Objective: Copy the text of the stored entries below word for word, leaving out the pictures.

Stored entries

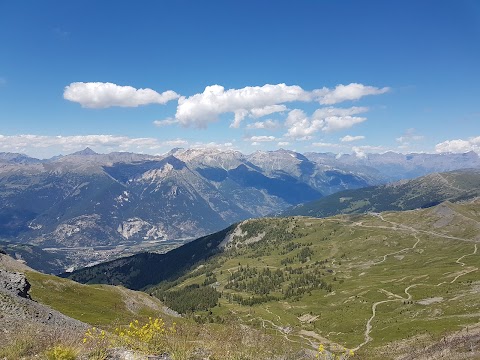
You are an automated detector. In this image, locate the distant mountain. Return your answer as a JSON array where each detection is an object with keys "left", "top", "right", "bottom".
[
  {"left": 63, "top": 201, "right": 480, "bottom": 359},
  {"left": 0, "top": 148, "right": 375, "bottom": 247},
  {"left": 0, "top": 240, "right": 70, "bottom": 274},
  {"left": 305, "top": 151, "right": 480, "bottom": 182},
  {"left": 281, "top": 170, "right": 480, "bottom": 217},
  {"left": 0, "top": 148, "right": 479, "bottom": 272}
]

Written solution:
You are an automated detector. In this image, locate the distant mountain. Return your answer as a JSON array where each detection is an object with keys "left", "top", "right", "bottom".
[
  {"left": 63, "top": 201, "right": 480, "bottom": 359},
  {"left": 0, "top": 148, "right": 375, "bottom": 247},
  {"left": 0, "top": 240, "right": 70, "bottom": 274},
  {"left": 305, "top": 151, "right": 480, "bottom": 182},
  {"left": 281, "top": 170, "right": 480, "bottom": 217},
  {"left": 0, "top": 148, "right": 479, "bottom": 272}
]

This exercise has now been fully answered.